____ SOURCE DOCUMENT

SDL icon indicating copy to clipboard operation
SDL copied to clipboard

Unexpected Audio Format Change After Opening Default Recording Device in SDL

Open osenberg-x opened this issue 7 months ago • 2 comments

  1. Before opening SDL_AUDIO_DEVICE_DEFAULT_RECORDING, calling SDL_GetAudioDeviceFormat returns the default microphone format as SDL_AUDIO_S16LE.
  2. After executing: stream_in_ = SDL_OpenAudioDeviceStream(SDL_AUDIO_DEVICE_DEFAULT_RECORDING, nullptr, nullptr, nullptr); the microphone format changes to SDL_AUDIO_F32LE.
  3. Forcing the stream to use SDL_AUDIO_S16LE causes a crash at SDL_audiotypecvt.c:427 during SDL_GetAudioStreamData.

‌Reproduction Steps:

 auto id_ = SDL_AUDIO_DEVICE_DEFAULT_RECORDING;
 SDL_AudioSpec spec;
 SDL_GetAudioDeviceFormat(id_, &spec, nullptr);
 log_debug("list device freq: {}, channels: {}, format: {}", spec.freq,
           spec.channels, (int)spec.format);;

// Step 2: Open stream (format changes to SDL_AUDIO_F32LE)
stream_spec_.freq = 48000;
stream_spec_.channels = 2;
stream_spec_.format = SDL_AUDIO_S16LE;
stream_in_ = SDL_OpenAudioDeviceStream(id_, &stream_spec_, nullptr, nullptr);
SDL_AudioStream* stream_in_ = SDL_OpenAudioDeviceStream(SDL_AUDIO_DEVICE_DEFAULT_RECORDING, &stream_spec_, nullptr, nullptr);

SDL_AudioSpec dev_spec_;
SDL_GetAudioDeviceFormat(id_, &dev_spec_, NULL);
log_debug("device freq: {}, channels: {}, format: {}", dev_spec_.freq,
           dev_spec_.channels, (int)dev_spec_.format);

SDL_AudioSpec stream_spec_;
SDL_GetAudioStreamFormat(stream_in_, &stream_spec_, nullptr);
log_debug("origin stream freq: {}, channels: {}, format: {}, sample frame: {}", stream_spec_.freq, stream_spec_.channels,
            (int)stream_spec_.format, sample_frame);

// Step 3: Force S16LE and read data → CRASH
SDL_GetAudioStreamData(stream_in_, buffer_, buffer_size);

‌Environment: SDL Version: 3.2.10 OS: Windows11

osenberg-x avatar Apr 28 '25 02:04 osenberg-x

(Info dump incoming...)

Okay, so the way this works on Windows, is we find all the audio devices at startup, and report the format the hardware claims to want...but then WASAPI comes along, when opening the device, and says "I want everything in float32 format" because the device is is in shared mode.

We get told "give me float data" by IAudioClient::GetMixFormat, which says this in the docs:

The mix format is the format that the audio engine uses internally for digital processing of shared-mode streams. This format is not necessarily a format that the audio endpoint device supports. Thus, the caller might not succeed in creating an exclusive-mode stream with a format obtained by calling GetMixFormat.

For example, to facilitate digital audio processing, the audio engine might use a mix format that represents samples as floating-point values. If the device supports only integer PCM samples, then the engine converts the samples to or from integer PCM values at the connection between the device and the engine.

And since the format might be different, we take this moment during device open to update SDL with the new information.

This isn't ideal, to be sure. There are two ways to resolve this:

  • When using WASAPI, we could mark every device as float32 and assume this will be correct (although maybe not if it decides to make other changes during device open! But it's probably more correct than now).

________

■ **WRITTEN PROBLEM 1**
Please quote the records starting with the line that contains "A single point marks each instance of the white" and going on through the last line of the records.
The records have no connection to the text above them.

____ ENTRIES

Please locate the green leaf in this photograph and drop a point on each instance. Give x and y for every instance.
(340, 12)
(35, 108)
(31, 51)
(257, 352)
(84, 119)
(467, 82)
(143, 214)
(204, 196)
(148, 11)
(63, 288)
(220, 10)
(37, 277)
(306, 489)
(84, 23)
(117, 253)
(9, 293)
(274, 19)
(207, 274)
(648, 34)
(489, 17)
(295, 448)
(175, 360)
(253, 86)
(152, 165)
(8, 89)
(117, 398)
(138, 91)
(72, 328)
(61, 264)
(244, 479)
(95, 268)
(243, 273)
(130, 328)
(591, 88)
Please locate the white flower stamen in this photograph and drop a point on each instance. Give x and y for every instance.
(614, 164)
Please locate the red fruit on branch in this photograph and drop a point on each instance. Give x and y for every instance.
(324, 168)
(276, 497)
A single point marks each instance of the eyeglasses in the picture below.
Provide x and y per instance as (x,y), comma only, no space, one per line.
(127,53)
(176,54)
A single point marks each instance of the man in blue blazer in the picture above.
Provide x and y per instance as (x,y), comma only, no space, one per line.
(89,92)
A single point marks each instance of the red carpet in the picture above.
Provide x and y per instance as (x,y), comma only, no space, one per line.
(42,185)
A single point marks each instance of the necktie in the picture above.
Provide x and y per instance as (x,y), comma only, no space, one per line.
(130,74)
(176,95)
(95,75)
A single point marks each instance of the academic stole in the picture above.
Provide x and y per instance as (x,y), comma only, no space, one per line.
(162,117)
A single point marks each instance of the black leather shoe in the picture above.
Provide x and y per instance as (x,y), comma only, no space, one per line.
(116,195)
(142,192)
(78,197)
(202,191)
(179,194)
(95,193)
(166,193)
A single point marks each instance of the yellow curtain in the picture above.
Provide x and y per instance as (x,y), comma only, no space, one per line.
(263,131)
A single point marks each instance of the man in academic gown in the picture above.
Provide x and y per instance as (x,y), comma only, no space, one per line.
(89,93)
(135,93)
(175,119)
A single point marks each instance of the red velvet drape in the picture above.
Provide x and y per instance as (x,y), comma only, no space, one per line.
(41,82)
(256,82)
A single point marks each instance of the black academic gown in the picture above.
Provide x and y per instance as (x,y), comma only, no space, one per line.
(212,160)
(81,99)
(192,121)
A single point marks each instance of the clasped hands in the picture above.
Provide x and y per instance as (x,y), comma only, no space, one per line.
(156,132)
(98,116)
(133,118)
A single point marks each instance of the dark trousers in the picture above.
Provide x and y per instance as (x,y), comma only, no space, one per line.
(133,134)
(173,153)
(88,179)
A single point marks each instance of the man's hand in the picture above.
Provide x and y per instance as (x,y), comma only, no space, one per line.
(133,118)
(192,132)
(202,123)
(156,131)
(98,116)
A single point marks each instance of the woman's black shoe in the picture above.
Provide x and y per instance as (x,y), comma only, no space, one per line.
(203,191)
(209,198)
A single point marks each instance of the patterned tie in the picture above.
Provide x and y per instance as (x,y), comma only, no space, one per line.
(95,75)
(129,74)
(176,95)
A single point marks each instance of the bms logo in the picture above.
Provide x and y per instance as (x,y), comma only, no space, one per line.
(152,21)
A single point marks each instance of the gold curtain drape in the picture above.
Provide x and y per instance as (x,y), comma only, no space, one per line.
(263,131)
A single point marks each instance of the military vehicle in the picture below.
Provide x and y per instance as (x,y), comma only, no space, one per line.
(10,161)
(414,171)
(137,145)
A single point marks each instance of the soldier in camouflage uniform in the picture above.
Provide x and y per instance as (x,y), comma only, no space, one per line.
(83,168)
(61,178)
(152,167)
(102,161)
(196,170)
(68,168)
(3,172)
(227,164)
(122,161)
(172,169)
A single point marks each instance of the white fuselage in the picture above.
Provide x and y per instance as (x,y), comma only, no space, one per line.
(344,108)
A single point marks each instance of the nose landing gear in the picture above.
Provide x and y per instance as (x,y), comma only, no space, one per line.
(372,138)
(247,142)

________

■ **WRITTEN PROBLEM 2**
In the SDL audio issue, which call tells SDL to provide float data when the device is opened in shared mode?

■ **TASK RESPONSE 1**
A single point marks each instance of the white fuselage in the picture above.
Provide x and y per instance as (x,y), comma only, no space, one per line.
(344,108)
A single point marks each instance of the nose landing gear in the picture above.
Provide x and y per instance as (x,y), comma only, no space, one per line.
(372,138)
(247,142)

■ **TASK RESPONSE 2**
IAudioClient::GetMixFormat